Written task | Every record that follows should be printed verbatim.

(Items listed in a dataset)

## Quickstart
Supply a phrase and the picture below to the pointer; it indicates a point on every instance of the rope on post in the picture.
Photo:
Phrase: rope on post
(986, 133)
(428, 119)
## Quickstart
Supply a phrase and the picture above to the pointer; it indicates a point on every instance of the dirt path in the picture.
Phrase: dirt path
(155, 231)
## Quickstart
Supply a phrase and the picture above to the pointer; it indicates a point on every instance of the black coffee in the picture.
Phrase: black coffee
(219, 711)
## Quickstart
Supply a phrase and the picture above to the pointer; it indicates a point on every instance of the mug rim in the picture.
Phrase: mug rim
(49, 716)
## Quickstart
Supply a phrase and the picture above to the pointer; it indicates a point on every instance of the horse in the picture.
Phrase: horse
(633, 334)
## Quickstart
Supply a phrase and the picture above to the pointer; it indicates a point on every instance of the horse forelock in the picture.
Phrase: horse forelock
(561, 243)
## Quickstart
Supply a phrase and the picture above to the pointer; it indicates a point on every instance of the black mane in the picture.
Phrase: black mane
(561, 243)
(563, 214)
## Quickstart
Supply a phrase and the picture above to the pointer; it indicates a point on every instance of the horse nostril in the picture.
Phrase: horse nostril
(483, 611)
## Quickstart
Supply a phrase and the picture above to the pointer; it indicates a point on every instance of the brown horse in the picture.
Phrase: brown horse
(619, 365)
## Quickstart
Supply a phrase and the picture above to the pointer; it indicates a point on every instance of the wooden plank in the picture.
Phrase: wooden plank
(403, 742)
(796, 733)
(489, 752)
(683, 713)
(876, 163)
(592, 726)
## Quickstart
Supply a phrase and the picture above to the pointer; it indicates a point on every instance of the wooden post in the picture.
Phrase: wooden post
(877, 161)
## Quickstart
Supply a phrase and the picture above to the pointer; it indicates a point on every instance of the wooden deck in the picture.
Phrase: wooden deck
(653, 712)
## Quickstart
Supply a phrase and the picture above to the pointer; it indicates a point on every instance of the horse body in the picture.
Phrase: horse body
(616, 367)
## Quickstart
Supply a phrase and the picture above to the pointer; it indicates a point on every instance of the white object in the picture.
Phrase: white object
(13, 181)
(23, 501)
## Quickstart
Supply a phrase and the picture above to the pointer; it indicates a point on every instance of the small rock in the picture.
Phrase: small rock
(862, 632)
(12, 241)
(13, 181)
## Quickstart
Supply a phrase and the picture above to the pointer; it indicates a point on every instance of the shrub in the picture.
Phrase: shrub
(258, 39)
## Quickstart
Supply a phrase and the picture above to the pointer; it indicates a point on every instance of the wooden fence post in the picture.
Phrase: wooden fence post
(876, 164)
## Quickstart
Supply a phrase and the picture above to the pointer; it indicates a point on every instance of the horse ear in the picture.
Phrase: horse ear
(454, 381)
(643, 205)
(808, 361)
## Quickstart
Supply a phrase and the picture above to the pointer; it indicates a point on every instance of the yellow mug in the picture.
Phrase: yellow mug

Result for this exercise |
## Quickstart
Supply a phrase and the picture below to the pointer; it indicates a point on every instance of the rope on post in the picture.
Photo:
Phrase: rope on post
(986, 133)
(428, 119)
## Quickstart
Supply a phrase and the picture above to the pointer; it indicates a point on every instance of the dirt path in the picture.
Phrase: dirt path
(155, 231)
## Quickstart
Supply a phrase and the picture above to the pointer; it indicates a point on every instance of the black coffee in the picture.
Phrase: black coffee
(219, 711)
## Quickstart
Supply a phrase and the picture above to the pointer; it indicates a point on every instance of the mug rim in the picture.
Phrase: mug rim
(49, 716)
## Quickstart
Supply a phrase and the picture above to the pointer; it indicates a point on every instance of the horse in the picture.
Phrase: horse
(633, 334)
## Quickstart
Supply a phrase and the picture above to the pointer; it indicates a point on every instance of the horse forelock in the picture.
Phrase: horse forelock
(561, 243)
## Quickstart
Supply a phrase and the picture above to the pointer; it indicates a point on every instance of the black mane in the picture.
Phrase: black mane
(561, 243)
(563, 214)
## Quickstart
Supply a phrase and the picture above to the pointer; it indicates a point on every instance of the horse nostril in the picture.
Phrase: horse nostril
(483, 611)
## Quickstart
Supply a phrase and the picture above to the pointer; it indicates a point on every instance of the brown horse in the picture.
Phrase: brown horse
(619, 365)
## Quickstart
Supply a phrase and the picture above to the pointer; it indicates a point on every instance of the wooden plank in the picture.
Phrase: wooden plank
(403, 742)
(796, 733)
(489, 752)
(683, 713)
(876, 163)
(592, 726)
## Quickstart
Supply a phrase and the picture above to the pointer; it indicates a point on every instance of the wooden post in the picture.
Phrase: wooden post
(877, 161)
## Quickstart
Supply a phrase and the picture above to the pointer; it indicates a point on every instance of the wooden deck in the picture.
Phrase: wooden deck
(653, 712)
## Quickstart
Supply a phrase and the picture above to the pointer; it indicates a point on every instance of the horse body in the picture.
Phrase: horse body
(616, 367)
## Quickstart
Supply a phrase and the picture above to the pointer; it indicates a point on every instance of the white object in the picture.
Phrase: white object
(13, 181)
(23, 501)
## Quickstart
Supply a phrase and the picture above to the pointer; it indicates a point on every instance of the small rock in the picture.
Phrase: small rock
(862, 632)
(12, 241)
(13, 181)
## Quickstart
Supply a phrase and the picture above to the pointer; it indicates a point on every instance of the shrub in the picture.
Phrase: shrub
(258, 39)
## Quickstart
Supply a phrase and the picture above to the pointer; it indicates a point on every instance of the wooden fence post in the picture.
Phrase: wooden fence post
(876, 164)
## Quickstart
Supply a phrase and the picture above to the pointer; it indicates a point on every instance of the horse ear in the picture.
Phrase: horse ear
(454, 381)
(643, 205)
(808, 361)
## Quickstart
Supply a phrase and the picture above to the pointer; it indicates a point on every instance of the yellow mug in the picture.
Phrase: yellow mug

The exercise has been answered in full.